» **The problem**
From the passage on Iran's uranium enrichment below, extract word for word the portion that opens with the words containing "IRAN-NUCLEAR/DEAL An Iranian" and closes with "a nuclear weapon.".

» **Text for analysis**
*** Begin section ***

Tehran said the steps were aimed at developing fuel for a research reactor

IRAN-NUCLEAR/DEAL An Iranian flag flutters in front of the International Atomic Energy Agency (IAEA) headquarters in Vienna, Austria | Reuters

Iran has begun the process of enriching uranium, an act that could hinder the revival of talks to revive the 2015 Iran nuclear deal.  International Atomic Energy Agency (IAEA) said that Iran intended to enrich uranium to 20 per cent, which could allow it to develop a nuclear weapon.           

Tehran said the steps were aimed at developing fuel for a research reactor. This drew criticism from American and European leaders. The US called it an “unfortunate step backwards.”

There have been escalating tensions between the US and Iran ever since the then US President Donald Trump exited the JCPOA (Joint Comprehensive Plan of Action) in 2018. Current US President Joe Biden, however, has said that he is open to reviving the nuclear deal. Tehran has been negotiating with the European signees of the nuclear deal regarding the revival of the JCPOA.  The talks, which were held in Vienna, began in April and were adjourned on June 20. But, no date for future talks was set.

*** End section ***

» **Data records**
*** Begin section ***

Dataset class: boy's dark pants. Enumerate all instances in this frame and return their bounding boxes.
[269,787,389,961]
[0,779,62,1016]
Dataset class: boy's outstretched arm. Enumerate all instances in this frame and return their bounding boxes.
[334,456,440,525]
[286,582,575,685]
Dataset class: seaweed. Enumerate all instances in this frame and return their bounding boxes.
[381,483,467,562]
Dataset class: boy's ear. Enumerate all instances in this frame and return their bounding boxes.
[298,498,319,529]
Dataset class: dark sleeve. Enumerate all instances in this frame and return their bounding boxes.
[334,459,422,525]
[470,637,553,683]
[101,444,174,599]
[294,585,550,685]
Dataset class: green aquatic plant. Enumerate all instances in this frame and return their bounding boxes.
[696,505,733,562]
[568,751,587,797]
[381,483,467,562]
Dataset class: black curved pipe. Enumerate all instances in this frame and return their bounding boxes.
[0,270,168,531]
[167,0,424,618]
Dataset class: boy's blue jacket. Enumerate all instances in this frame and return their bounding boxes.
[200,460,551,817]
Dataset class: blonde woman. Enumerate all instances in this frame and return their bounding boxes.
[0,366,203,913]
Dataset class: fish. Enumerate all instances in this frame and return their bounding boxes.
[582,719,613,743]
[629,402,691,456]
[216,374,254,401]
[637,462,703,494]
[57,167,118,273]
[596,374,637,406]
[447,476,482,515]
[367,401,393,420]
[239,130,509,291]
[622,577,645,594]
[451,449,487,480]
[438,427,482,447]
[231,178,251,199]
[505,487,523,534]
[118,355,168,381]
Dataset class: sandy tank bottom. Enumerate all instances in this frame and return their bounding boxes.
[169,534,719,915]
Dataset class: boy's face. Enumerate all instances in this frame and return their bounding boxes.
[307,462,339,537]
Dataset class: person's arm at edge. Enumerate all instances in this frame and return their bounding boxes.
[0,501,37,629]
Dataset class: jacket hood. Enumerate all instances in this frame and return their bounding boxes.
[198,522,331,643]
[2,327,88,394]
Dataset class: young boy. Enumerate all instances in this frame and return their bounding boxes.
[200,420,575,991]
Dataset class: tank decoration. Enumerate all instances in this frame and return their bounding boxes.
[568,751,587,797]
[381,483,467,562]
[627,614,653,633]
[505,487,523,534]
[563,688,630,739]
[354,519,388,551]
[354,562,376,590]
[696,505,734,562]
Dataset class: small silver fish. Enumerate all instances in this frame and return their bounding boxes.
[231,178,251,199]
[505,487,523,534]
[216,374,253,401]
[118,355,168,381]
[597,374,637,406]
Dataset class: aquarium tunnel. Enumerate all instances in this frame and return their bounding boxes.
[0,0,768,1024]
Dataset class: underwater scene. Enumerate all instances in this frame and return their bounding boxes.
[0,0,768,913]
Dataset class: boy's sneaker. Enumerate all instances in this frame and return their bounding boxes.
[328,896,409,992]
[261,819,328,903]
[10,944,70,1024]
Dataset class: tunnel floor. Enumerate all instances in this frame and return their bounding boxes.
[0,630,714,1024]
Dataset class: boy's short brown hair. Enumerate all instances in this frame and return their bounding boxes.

*** End section ***

» **Response for this exercise**
IRAN-NUCLEAR/DEAL An Iranian flag flutters in front of the International Atomic Energy Agency (IAEA) headquarters in Vienna, Austria | Reuters

Iran has begun the process of enriching uranium, an act that could hinder the revival of talks to revive the 2015 Iran nuclear deal.  International Atomic Energy Agency (IAEA) said that Iran intended to enrich uranium to 20 per cent, which could allow it to develop a nuclear weapon.